> _What you should do_
Do these statements agree with the string-matching documentation below? Answer yes or no for each, quoting the exact words of the documentation that decide it.
1. With ignore_whitespace set to TRUE, whitespace is removed before the strings are compared.
2. The exact character-by-character match counts matching characters regardless of their position.
3. The overall match percentage is the highest of the four component percentages.

─── Selected passage

Function to calculate the percentage of matching between two strings

Usage

percent_match(
  string1,
  string2,
  case_sensitive = FALSE,
  ignore_whitespace = TRUE,
  frag_size = 2
)

string1 %match% string2

sound_match(string1, string2)

Arguments

string1: first string
string2: second string
case_sensitive: if to check case sensitivity
ignore_whitespace: if to ignore whitespace
frag_size: fragment size of string

Value

numeric value of the match percent

match word sounds

Details

Case Sensitivity:

The function can optionally consider or ignore case sensitivity based on the case_sensitive argument.

Whitespace Handling:

With ignore_whitespace set to TRUE, the function removes all whitespaces before comparison. This can be useful for matching strings that may have inconsistent spacing.

Exact Character-by-Character Matching:

The function computes the percentage of matching characters in the same positions.

Substring Matching:

The function checks if one string is a substring of the other, awarding a full match if true.

Levenshtein Distance:

The function uses Levenshtein distance to calculate the similarity and integrates this into the overall match percentage.

Fragment Matching:

- A frag_size argument is introduced that compares fragments (substrings) of a given size (default is 3) from both strings.
- The function creates unique fragments from each string and compares them to find common fragments.
- The percentage match is calculated based on the ratio of common fragments to the total number of unique fragments.

Combining Metrics:

The overall match percentage is computed as the average of exact match, substring match, Levenshtein match, and fragment match percentages.

Examples

# Example 1: simple match
string1 <- "Hello World"
string2 <- "helo world"

match_percent <- percent_match(string1, string2)
message("Percentage of matching: ", match_percent)
#> Percentage of matching: 009088.8944.72


# Example 2: which date is closest
string0 <- "october 12,1898"
string1 <- "2018-10-12"
string2 <- "1898-10-12"
percent_match(string0, string1)
#> $exact_match_percent
#> [1] 0
#> 
#> $substring_match_percent
#> [1] 0
#> 
#> $levenshtein_match_percent
#>       [,1]
#> [1,] 14.29
#> 
#> $f_m_p
#> [1] 10.53
#> 
#> $overall_match_percent
#>      [,1]
#> [1,]  6.2
#> 
percent_match(string0, string2)
#> $exact_match_percent
#> [1] 0
#> 
#> $substring_match_percent
#> [1] 0
#> 
#> $levenshtein_match_percent
#>       [,1]
#> [1,] 14.29
#> 
#> $f_m_p
#> [1] 23.53
#> 
#> $overall_match_percent
#>      [,1]
#> [1,] 9.45
#> 
percent_match(string0, string2, frag_size = 4)
#> $exact_match_percent
#> [1] 0
#> 
#> $substring_match_percent
#> [1] 0
#> 
#> $levenshtein_match_percent
#>       [,1]
#> [1,] 14.29
#> 
#> $f_m_p
#> [1] 5.88
#> 
#> $overall_match_percent
#>      [,1]
#> [1,] 5.04
#> 
percent_match(string1, string2)
#> $exact_match_percent
#> [1] 70
#> 
#> $substring_match_percent
#> [1] 0
#> 
#> $levenshtein_match_percent
#>      [,1]
#> [1,]   70
#> 
#> $f_m_p
#> [1] 60
#> 
#> $overall_match_percent
#>      [,1]
#> [1,]   50
#> 

sound_match("Robert","rupert")
#> [1] TRUE
sound_match("rupert","Rubin")
#> [1] FALSE
sound_match("book","oops")
#> [1] FALSE

──────
─── Supplied material

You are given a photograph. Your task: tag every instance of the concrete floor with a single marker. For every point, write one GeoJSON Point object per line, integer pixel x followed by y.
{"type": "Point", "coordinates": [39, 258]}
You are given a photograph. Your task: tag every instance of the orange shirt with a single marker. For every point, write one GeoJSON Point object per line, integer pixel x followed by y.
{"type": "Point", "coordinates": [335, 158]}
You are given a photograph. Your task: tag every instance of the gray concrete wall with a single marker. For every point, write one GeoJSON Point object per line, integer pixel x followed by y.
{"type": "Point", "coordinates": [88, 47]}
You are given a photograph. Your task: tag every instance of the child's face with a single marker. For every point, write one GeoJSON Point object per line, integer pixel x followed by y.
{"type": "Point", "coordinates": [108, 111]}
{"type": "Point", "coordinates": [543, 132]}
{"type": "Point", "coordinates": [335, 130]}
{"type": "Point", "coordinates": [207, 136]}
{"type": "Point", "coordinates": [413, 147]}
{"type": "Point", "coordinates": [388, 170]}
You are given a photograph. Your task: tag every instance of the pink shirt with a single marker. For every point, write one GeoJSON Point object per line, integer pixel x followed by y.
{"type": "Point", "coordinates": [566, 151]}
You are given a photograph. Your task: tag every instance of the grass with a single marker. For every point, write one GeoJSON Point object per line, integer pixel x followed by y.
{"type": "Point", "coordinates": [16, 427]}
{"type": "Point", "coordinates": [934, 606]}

──────

> _The completed task_
1. Yes: "With ignore_whitespace set to TRUE, the function removes all whitespaces before comparison."
2. No: "The function computes the percentage of matching characters in the same positions."
3. No: "The overall match percentage is computed as the average of exact match, substring match, Levenshtein match, and fragment match percentages."